:: Work task ::
Copy all lines containing the string "person" from the records below.

======== Data supplied

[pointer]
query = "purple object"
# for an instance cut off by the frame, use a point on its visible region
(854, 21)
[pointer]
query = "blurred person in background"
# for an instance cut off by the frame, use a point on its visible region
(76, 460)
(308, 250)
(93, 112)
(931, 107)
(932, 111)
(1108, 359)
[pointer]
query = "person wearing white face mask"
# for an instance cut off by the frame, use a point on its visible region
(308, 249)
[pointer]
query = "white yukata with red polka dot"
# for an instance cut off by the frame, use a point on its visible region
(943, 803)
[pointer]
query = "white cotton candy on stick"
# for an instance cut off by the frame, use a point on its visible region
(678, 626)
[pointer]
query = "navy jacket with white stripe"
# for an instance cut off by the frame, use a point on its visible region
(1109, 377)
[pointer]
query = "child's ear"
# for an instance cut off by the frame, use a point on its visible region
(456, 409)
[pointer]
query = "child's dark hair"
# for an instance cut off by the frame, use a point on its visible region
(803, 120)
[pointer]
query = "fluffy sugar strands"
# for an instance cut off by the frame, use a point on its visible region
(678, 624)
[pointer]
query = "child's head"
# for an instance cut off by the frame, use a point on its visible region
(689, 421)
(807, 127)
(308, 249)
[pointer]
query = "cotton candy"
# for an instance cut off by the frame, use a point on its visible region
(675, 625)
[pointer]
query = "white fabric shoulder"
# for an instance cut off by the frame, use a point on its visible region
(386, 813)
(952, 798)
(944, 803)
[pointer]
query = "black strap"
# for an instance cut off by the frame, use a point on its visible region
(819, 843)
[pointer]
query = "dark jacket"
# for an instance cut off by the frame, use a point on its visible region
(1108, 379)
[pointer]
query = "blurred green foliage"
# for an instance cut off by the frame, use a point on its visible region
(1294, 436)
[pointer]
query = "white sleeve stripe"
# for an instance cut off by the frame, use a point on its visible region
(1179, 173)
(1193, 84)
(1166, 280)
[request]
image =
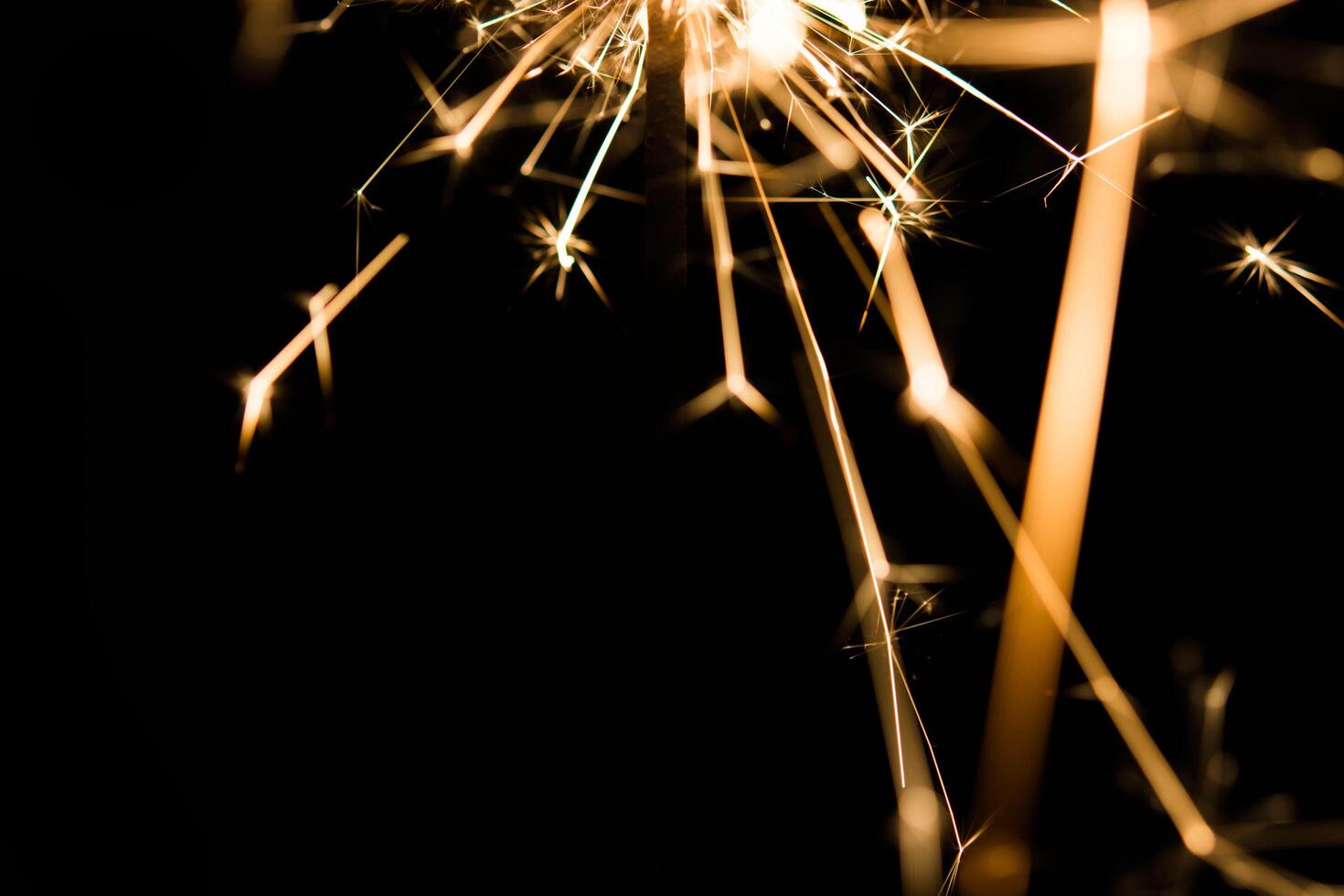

================

:: Task solution ::
query = "blurred person in background"
query = "person wearing white face mask"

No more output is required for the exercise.